- **PROMPT**: Could you retype exactly the lines running from the line with "Guideline: mark the statue" to the end of the data, both included, and nothing else?

(Items listed in a dataset)
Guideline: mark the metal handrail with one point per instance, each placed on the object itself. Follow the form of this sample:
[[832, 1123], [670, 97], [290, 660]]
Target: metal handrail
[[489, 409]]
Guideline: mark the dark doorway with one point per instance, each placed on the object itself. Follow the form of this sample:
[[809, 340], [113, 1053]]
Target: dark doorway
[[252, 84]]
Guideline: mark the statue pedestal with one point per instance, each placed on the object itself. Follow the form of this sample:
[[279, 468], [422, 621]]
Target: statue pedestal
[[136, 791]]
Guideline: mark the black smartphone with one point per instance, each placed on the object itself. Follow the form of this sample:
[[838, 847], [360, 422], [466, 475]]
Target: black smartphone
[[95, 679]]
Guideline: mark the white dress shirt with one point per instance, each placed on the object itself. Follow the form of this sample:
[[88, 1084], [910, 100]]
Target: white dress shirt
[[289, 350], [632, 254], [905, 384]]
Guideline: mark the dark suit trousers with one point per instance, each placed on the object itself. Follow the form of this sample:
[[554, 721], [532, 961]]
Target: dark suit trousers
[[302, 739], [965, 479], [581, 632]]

- **ANSWER BOX**:
Guideline: mark the statue pedestal with one point per instance, each placed on the object itself. Follow the form of this sample:
[[279, 468], [422, 621]]
Target: statue pedestal
[[136, 791]]
Guideline: mark the black smartphone with one point per instance, each placed on the object itself. Follow the form of this sample:
[[838, 847], [360, 422], [466, 475]]
Target: black smartphone
[[95, 679]]
Guideline: mark the white dress shirt with one point per instance, each placed on the object itself. Follow the form of this sample:
[[88, 1084], [910, 100]]
Target: white dress shirt
[[289, 350], [632, 254], [905, 384]]
Guideline: mark the dark suit trousers with one point per instance, each placed on the object itself. Follow the form of this sample:
[[554, 721], [532, 961]]
Target: dark suit trousers
[[302, 739], [965, 479], [581, 632]]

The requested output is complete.